> [Goal of the exercise]: Please set down exactly the lines from the one that contains "Target: bright sun" through the end of the material, leaving out every picture.

Dataset excerpts section start

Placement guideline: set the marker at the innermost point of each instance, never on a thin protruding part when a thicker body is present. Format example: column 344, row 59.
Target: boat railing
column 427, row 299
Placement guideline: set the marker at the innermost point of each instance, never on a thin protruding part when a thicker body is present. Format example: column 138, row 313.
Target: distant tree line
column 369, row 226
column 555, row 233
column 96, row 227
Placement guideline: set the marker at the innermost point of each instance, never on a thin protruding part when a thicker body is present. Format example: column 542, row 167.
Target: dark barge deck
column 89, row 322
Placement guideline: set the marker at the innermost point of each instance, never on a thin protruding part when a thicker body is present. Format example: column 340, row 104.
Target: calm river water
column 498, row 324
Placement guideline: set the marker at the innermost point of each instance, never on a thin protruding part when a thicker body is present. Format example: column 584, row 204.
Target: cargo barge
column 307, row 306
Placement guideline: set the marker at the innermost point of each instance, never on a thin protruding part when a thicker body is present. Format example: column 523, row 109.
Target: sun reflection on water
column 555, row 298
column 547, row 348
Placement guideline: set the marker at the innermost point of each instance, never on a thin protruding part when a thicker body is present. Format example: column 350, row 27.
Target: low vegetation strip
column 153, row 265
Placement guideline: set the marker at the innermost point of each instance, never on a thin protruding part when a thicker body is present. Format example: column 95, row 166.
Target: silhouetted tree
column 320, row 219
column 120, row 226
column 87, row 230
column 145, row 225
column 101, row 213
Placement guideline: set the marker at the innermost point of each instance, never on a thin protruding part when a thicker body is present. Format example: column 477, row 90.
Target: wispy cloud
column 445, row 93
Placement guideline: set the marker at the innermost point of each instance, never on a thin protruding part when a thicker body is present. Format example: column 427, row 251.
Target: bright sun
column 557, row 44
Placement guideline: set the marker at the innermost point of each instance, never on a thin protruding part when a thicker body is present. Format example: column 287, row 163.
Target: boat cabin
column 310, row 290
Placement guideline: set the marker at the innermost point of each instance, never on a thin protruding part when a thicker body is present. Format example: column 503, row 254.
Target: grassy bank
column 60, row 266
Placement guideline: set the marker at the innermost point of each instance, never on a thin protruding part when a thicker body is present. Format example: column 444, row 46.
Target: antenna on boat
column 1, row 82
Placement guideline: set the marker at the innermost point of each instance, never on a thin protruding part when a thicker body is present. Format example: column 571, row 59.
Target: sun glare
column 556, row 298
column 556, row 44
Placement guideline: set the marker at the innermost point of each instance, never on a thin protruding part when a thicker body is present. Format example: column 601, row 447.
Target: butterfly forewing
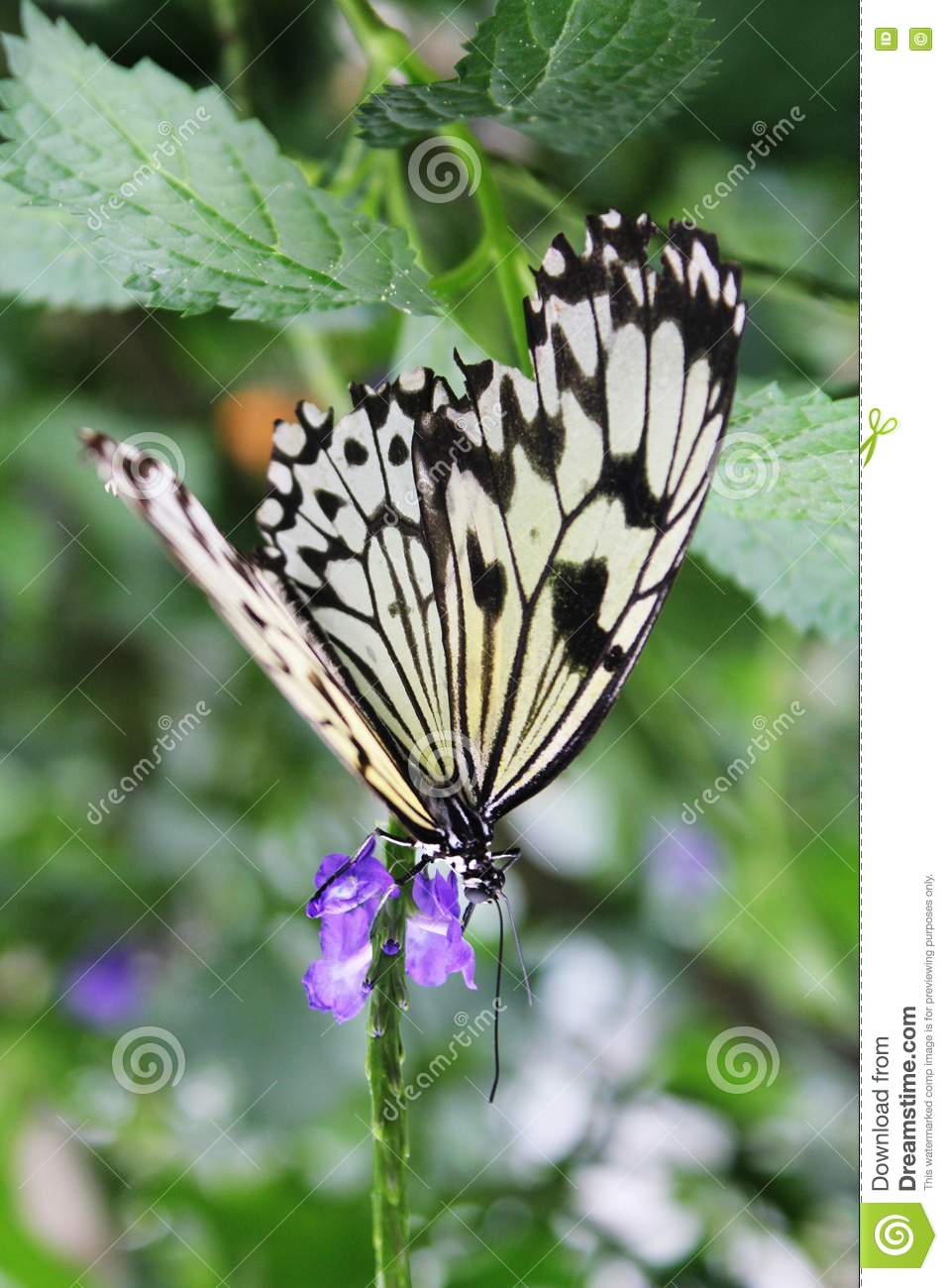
column 557, row 533
column 342, row 528
column 253, row 604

Dataset excerpts section end

> [Result for this exercise]:
Target: bright sun
column 557, row 44
Placement guideline: set the marker at the innermost point of each instance, never on a thin protruding part when a thicker body is present. Format example: column 287, row 163.
Target: boat cabin
column 310, row 290
Placement guideline: set the marker at the innermost point of each instance, never on a thin protruding part when a thicker body is present. Format example: column 503, row 254.
Target: grassy bank
column 60, row 266
Placement guideline: set the marker at the innermost point of each instance, never on a thin protruding part when a thicker body is present. Format example: column 444, row 46.
Target: antenna on boat
column 1, row 82
Placement guideline: set the marker at the innermost point of each instance, never on a thin protruding part when a thicker body is present. Format example: column 571, row 59.
Target: sun glare
column 556, row 298
column 556, row 44
Placement guideline: set the marker at the innermost point of each instance, never on a thin protruding part when a thicker body is present. Format example: column 601, row 447.
Target: butterfly forewing
column 557, row 533
column 342, row 528
column 253, row 604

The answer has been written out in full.